Document =>
++++
Table 3 Probability of finding a channel free in first step (given that the channel is free) \(P_{s,1}*\) for an autonomous CR under different strategies

5.2 When \(N< M\)

In Table 4, we compare the performance of different strategies in terms of: (1) probability of a successful transmission in a given time slot \(P_{s}\) for an autonomous CR; and (2) probability of finding a channel free in first step (given that the channel is free) \(P_{s,1}*\) for an autonomous CR under difficult cases when \(M >N\). It can be seen from Table 4 that when \(N=16\), \(M= 18\), and \(K=12\) our proposed \(\gamma \)-persistent strategy maximizes \(P_{s}\) and \(P_{s,1}*\) as compared to the rand-LS strategy and LS-strategy based selection of sensing orders. It can also be seen that using the \(\gamma \)-persistent \(P_{s,1}*\) is 0.98 for the studied scenario as the strategy allows the CRs to minimize the likelihood of collisions and hence allows them to find a free channel with high probability in the first sensing step (given that the channel is free). This reduces the overhead of multiple sensing steps incurred by an autonomous. The reduced number of sensing steps required to find a channel free in turn increases the throughput per time slot of a CR. It can also be seen that there is some loss in the performance of the \(\gamma \) persistent strategy as compared to the optimal selection of sensing orders, as when \(M >N\), it is not possible for all CRs to autonomously select collision-free sensing orders.
++++
Record list =>

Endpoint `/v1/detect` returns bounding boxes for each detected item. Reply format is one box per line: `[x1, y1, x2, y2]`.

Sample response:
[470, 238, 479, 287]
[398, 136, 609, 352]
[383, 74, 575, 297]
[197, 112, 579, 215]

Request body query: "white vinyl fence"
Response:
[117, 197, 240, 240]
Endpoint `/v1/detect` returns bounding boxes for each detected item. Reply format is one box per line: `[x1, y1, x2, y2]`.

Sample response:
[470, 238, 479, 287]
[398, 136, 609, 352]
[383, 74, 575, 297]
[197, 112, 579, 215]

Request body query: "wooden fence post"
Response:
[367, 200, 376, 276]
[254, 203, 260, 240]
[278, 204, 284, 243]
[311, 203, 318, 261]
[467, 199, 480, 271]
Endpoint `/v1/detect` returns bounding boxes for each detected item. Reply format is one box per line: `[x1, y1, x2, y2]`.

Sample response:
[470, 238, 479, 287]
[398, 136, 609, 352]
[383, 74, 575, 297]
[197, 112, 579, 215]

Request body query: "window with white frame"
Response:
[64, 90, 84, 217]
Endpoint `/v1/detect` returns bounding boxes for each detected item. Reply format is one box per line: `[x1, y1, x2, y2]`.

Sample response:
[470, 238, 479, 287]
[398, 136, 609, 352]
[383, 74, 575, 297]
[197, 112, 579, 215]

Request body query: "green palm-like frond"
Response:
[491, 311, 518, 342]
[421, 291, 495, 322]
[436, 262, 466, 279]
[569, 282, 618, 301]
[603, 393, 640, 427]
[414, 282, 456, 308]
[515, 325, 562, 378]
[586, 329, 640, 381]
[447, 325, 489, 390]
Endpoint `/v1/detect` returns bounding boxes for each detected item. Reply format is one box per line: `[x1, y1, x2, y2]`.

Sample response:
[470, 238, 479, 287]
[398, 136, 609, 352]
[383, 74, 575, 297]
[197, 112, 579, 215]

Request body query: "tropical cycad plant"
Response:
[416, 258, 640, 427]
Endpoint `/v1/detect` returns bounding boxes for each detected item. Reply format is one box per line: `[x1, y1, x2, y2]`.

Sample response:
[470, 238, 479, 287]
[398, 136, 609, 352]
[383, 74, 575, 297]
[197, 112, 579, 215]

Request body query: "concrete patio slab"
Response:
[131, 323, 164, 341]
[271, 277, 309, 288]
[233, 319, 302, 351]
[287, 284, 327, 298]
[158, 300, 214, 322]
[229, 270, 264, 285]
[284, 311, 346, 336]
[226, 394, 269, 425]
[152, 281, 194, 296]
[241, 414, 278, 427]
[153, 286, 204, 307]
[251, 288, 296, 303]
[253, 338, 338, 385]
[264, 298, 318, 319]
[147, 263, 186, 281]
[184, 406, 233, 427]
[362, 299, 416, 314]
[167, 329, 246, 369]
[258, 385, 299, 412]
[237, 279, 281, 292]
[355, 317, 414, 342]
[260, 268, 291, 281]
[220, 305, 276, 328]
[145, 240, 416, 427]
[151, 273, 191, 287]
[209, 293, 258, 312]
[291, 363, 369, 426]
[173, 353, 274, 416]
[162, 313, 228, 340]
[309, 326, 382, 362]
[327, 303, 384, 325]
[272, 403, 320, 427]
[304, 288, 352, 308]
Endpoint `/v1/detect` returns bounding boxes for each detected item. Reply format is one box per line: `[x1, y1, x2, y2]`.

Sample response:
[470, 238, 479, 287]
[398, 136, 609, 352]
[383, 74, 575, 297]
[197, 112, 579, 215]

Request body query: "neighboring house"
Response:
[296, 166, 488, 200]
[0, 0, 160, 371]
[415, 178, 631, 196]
++++
Work to be completed => Quote the excerpt on sensing-order strategies in full, word for word.

Exercise answer =>
Table 3 Probability of finding a channel free in first step (given that the channel is free) \(P_{s,1}*\) for an autonomous CR under different strategies

5.2 When \(N< M\)

In Table 4, we compare the performance of different strategies in terms of: (1) probability of a successful transmission in a given time slot \(P_{s}\) for an autonomous CR; and (2) probability of finding a channel free in first step (given that the channel is free) \(P_{s,1}*\) for an autonomous CR under difficult cases when \(M >N\). It can be seen from Table 4 that when \(N=16\), \(M= 18\), and \(K=12\) our proposed \(\gamma \)-persistent strategy maximizes \(P_{s}\) and \(P_{s,1}*\) as compared to the rand-LS strategy and LS-strategy based selection of sensing orders. It can also be seen that using the \(\gamma \)-persistent \(P_{s,1}*\) is 0.98 for the studied scenario as the strategy allows the CRs to minimize the likelihood of collisions and hence allows them to find a free channel with high probability in the first sensing step (given that the channel is free). This reduces the overhead of multiple sensing steps incurred by an autonomous. The reduced number of sensing steps required to find a channel free in turn increases the throughput per time slot of a CR. It can also be seen that there is some loss in the performance of the \(\gamma \) persistent strategy as compared to the optimal selection of sensing orders, as when \(M >N\), it is not possible for all CRs to autonomously select collision-free sensing orders.